[Opening Excerpted records section]
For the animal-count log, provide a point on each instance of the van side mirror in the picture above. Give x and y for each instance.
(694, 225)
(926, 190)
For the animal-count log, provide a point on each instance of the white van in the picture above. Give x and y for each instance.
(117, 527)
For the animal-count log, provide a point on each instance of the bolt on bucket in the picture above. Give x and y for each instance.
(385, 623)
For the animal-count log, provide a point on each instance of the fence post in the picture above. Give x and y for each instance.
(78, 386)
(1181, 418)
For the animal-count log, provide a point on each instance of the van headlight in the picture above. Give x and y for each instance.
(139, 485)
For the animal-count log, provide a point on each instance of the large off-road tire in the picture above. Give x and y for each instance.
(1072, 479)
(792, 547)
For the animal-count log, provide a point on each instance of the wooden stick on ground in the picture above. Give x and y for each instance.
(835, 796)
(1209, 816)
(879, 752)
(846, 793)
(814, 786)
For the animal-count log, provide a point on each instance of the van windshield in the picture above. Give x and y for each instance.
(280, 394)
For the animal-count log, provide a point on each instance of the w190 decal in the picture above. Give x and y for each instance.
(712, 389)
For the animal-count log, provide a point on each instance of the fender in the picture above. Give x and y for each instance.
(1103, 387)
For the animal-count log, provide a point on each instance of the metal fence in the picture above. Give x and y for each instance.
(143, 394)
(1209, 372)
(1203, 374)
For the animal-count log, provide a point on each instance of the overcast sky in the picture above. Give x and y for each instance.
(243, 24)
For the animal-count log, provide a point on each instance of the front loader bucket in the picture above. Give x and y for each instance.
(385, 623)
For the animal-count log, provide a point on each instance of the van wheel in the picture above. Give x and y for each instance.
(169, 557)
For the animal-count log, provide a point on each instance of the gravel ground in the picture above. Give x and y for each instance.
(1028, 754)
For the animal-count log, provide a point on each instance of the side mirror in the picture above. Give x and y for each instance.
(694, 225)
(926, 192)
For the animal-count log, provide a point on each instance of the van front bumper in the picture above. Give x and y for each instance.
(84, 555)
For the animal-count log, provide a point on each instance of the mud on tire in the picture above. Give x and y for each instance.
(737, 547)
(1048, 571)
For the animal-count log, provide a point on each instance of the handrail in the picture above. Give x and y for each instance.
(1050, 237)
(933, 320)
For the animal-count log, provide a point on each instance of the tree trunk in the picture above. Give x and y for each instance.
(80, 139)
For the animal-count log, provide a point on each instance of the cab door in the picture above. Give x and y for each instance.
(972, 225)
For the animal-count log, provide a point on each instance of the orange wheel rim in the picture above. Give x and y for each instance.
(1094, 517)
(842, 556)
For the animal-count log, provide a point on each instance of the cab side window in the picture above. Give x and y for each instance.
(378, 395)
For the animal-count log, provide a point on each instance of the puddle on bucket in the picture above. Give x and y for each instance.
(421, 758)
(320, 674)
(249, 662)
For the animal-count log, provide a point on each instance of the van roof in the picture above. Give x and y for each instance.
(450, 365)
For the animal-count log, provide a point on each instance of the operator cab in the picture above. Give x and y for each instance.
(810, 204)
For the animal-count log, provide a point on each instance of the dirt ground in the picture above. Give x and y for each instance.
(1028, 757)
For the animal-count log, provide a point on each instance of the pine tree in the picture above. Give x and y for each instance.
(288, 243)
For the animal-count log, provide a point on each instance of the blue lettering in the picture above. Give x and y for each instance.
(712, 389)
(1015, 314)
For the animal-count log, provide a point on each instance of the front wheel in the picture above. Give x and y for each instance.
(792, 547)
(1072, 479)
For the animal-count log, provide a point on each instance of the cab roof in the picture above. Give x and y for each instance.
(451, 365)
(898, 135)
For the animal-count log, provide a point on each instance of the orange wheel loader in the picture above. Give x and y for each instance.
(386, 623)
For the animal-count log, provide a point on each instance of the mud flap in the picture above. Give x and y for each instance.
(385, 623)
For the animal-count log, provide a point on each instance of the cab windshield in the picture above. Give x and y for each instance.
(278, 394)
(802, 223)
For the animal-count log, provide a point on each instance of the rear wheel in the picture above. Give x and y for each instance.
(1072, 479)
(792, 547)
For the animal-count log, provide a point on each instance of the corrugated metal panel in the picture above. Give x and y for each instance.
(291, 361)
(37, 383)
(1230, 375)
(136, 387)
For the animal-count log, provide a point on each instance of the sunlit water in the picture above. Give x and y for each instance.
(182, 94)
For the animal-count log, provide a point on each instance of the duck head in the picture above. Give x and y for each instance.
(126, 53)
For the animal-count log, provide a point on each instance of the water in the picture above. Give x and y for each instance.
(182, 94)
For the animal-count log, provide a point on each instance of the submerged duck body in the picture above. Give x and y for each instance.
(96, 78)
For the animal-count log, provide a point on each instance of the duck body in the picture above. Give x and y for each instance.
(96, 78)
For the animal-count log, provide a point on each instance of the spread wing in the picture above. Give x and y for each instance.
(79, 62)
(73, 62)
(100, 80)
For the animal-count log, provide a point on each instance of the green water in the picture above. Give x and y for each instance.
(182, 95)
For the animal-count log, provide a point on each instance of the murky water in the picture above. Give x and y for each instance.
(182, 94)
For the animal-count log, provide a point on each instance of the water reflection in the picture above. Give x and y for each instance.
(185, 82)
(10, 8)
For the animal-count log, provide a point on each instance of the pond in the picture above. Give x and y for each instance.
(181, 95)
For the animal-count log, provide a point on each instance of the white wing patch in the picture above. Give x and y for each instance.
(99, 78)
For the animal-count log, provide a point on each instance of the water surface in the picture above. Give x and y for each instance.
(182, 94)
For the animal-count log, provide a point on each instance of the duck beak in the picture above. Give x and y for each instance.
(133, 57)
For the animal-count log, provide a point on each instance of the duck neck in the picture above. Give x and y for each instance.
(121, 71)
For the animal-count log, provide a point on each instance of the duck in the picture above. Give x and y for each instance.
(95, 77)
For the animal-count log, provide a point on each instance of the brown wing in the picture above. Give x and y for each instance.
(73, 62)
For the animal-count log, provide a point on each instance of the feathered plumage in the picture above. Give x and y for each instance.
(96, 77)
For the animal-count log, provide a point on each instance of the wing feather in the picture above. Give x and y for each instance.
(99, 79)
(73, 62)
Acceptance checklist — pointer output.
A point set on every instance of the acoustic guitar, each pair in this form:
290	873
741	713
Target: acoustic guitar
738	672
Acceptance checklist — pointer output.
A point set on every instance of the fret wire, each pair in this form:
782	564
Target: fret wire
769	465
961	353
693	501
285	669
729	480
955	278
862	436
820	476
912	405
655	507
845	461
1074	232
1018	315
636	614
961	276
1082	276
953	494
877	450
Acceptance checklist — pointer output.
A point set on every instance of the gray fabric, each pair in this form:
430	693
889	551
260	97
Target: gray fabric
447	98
[Closing Excerpted records section]
Restate the data word for word, leaving nothing out.

:: Solution for this problem ::
For the animal-count log, provide a point on each instance of the van side mirror in the picture above. Give x and y for each instance.
(694, 225)
(926, 190)
For the animal-count log, provide a point on each instance of the white van in the picture above. Give x and y for each instance.
(117, 527)
For the animal-count log, provide a point on each instance of the bolt on bucket in the picture above. Give x and y for each instance.
(385, 623)
For the animal-count log, provide a point on each instance of the fence post in the picture above. Give x and y for each instance.
(78, 386)
(1181, 418)
For the animal-count log, provide a point on each instance of the van headlight in the picture above. Give x and y for each instance.
(139, 485)
For the animal-count log, provide a point on each instance of the large off-road tire in the picture above. Give x and y for each instance.
(1072, 479)
(792, 547)
For the animal-count log, provide a point on each instance of the wooden stick on ground in the picture above. Give x and y for each instance.
(835, 796)
(1209, 816)
(879, 752)
(846, 793)
(814, 786)
For the animal-count log, provide a point on each instance of the van windshield in the picture above. Give x and y for each instance.
(280, 394)
For the animal-count log, provide a point on each instance of the w190 decal in the picture above. Give x and y for each instance.
(712, 389)
For the animal-count log, provide a point on each instance of the fender in the picture above. Give x and y for each instance.
(1103, 387)
For the animal-count log, provide a point on each instance of the metal fence in the picture above. Give x and y for each instance.
(143, 394)
(1209, 372)
(1203, 374)
For the animal-count log, provide a point on each instance of the overcast sky in the picture above. Give x and y for each instance.
(243, 24)
For the animal-count log, provide a point on each instance of the front loader bucket in the picture above. Give x and y for each instance.
(385, 623)
For the animal-count log, provide a point on each instance of the van wheel in the picture above. Give x and y for each instance.
(169, 557)
For the animal-count log, provide a point on each instance of the gravel ground in the picture above. Give x and y for each instance.
(1028, 754)
For the animal-count log, provide a point on each instance of the side mirror in the picture above. Give x and y for each instance.
(694, 225)
(926, 192)
For the animal-count log, provide a point on each instance of the van front bumper in the picture above. Give x and y for each instance.
(84, 555)
For the animal-count log, provide a point on each instance of the mud on tire in the picture above. Give x and y for each instance.
(737, 547)
(1048, 571)
For the animal-count log, provide a point on each instance of the handrail in the picture above. Give x and y for each instance.
(1050, 237)
(933, 320)
For the animal-count log, provide a point on each instance of the tree trunk in the picture above. Give x and y for each instance.
(80, 139)
For the animal-count log, provide a point on each instance of the cab door in the picture above. Give x and y for each instance.
(972, 225)
For the animal-count log, provide a point on each instance of the orange wheel rim in the picture above. Give x and y for each instance.
(1094, 517)
(842, 556)
For the animal-count log, provide a point on each instance of the cab side window in the picture above. Give x and y for each instance.
(378, 395)
For the animal-count log, provide a point on each instance of the puddle on bucket in the picture above. Give x and y for each instance.
(421, 758)
(320, 674)
(249, 662)
For the animal-count log, provide a point on each instance of the van roof in the picture above. Give x and y for each instance.
(450, 365)
For the animal-count log, provide a point on each instance of the operator cab in the picture above. Give x and y for each instance.
(810, 204)
For the animal-count log, provide a point on each instance of the dirt ground in the picture above. Give x and y for each instance.
(1028, 757)
For the animal-count log, provide a point on each instance of the pine tree in the picture above. Give x and y for each instance.
(288, 243)
For the animal-count log, provide a point on each instance of the blue lettering in the picture above. Give x and y for each instance.
(712, 389)
(1015, 314)
For the animal-count log, provide a point on each instance of the front wheel in the picture above. Give x and y for each instance.
(792, 547)
(1072, 479)
For the animal-count log, provide a point on each instance of the cab roof in the picture above. Give x and y for each instance.
(451, 365)
(898, 135)
For the animal-count log, provide a point on each instance of the orange wheel loader in the picture above. Give x and y for each instance.
(386, 623)
For the animal-count log, provide a point on each instance of the mud flap in the picture above. Give x and y for each instance.
(385, 623)
For the animal-count log, provide a point on each instance of the cab windshield in the picture above. Give x and y for each instance.
(278, 394)
(802, 223)
For the animal-count log, provide a point on each instance of the rear wheel in the picture above. Give x and y for each instance.
(1072, 479)
(792, 547)
For the animal-count log, provide a point on each instance of the corrugated metal panel in the picture above. Give x and y for each instance.
(291, 361)
(37, 383)
(1230, 375)
(136, 387)
For the animal-count log, provide a point on each instance of the sunlit water in the picture above. Give x and y for each instance.
(182, 94)
For the animal-count log, provide a point on each instance of the duck head in the picture above. Give x and y for each instance.
(126, 53)
For the animal-count log, provide a point on each instance of the water in the picture above. Give x and y for each instance.
(182, 94)
For the animal-count log, provide a point on each instance of the submerged duck body in the picture above. Give x and y for each instance.
(96, 78)
For the animal-count log, provide a point on each instance of the duck body in the picture above. Give x and y for each instance.
(96, 78)
For the animal-count log, provide a point on each instance of the spread wing in the picture above. Give x and y for each instance.
(79, 62)
(73, 62)
(100, 80)
For the animal-count log, provide a point on each instance of the green water in the picture above. Give x and y for each instance.
(182, 95)
For the animal-count log, provide a point on each instance of the murky water in the picture above. Give x and y for each instance.
(182, 94)
For the animal-count log, provide a point on each instance of the water reflection in the picture above. Give x and y for each instance.
(185, 82)
(10, 8)
For the animal-count log, provide a point on each instance of the pond in the picture above. Give x and y for each instance.
(181, 95)
For the animal-count log, provide a point on each instance of the white wing patch in the picture above. Give x and y for each instance.
(99, 78)
For the animal-count log, provide a point on each instance of the water surface in the picture above. Give x and y for each instance.
(182, 94)
For the animal-count log, provide a point on each instance of the duck beak in the picture above. Give x and y for each instance.
(133, 57)
For the animal-count log, provide a point on each instance of the duck neck in the picture above. Give x and y for each instance.
(121, 71)
For the animal-count log, provide a point on each instance of the duck in the picture above. Give x and y for each instance.
(95, 77)
For the animal-count log, provide a point on each instance of the brown wing in the picture above. Give x and y for each instance.
(73, 62)
For the animal-count log, provide a point on each instance of the feathered plumage in the picture above. Give x and y for each instance.
(96, 77)
For the animal-count log, provide a point on each instance of the wing feather in the picture above. Give x and y for each instance.
(99, 79)
(73, 62)
Acceptance checklist — pointer output.
A point set on every instance of the acoustic guitar, each pair in this form:
290	873
741	713
Target: acoustic guitar
738	672
Acceptance checklist — pointer output.
A point set on every instance of the fret wire, each pair in this form:
782	564
Target: fret wire
769	465
961	353
693	501
285	669
729	480
955	278
862	436
820	476
912	405
655	507
845	461
1074	232
1018	315
636	614
961	276
1082	276
953	494
877	450
Acceptance checklist — pointer output.
A point set on every instance of the gray fabric, each pair in this form:
430	693
889	551
260	97
Target: gray fabric
447	98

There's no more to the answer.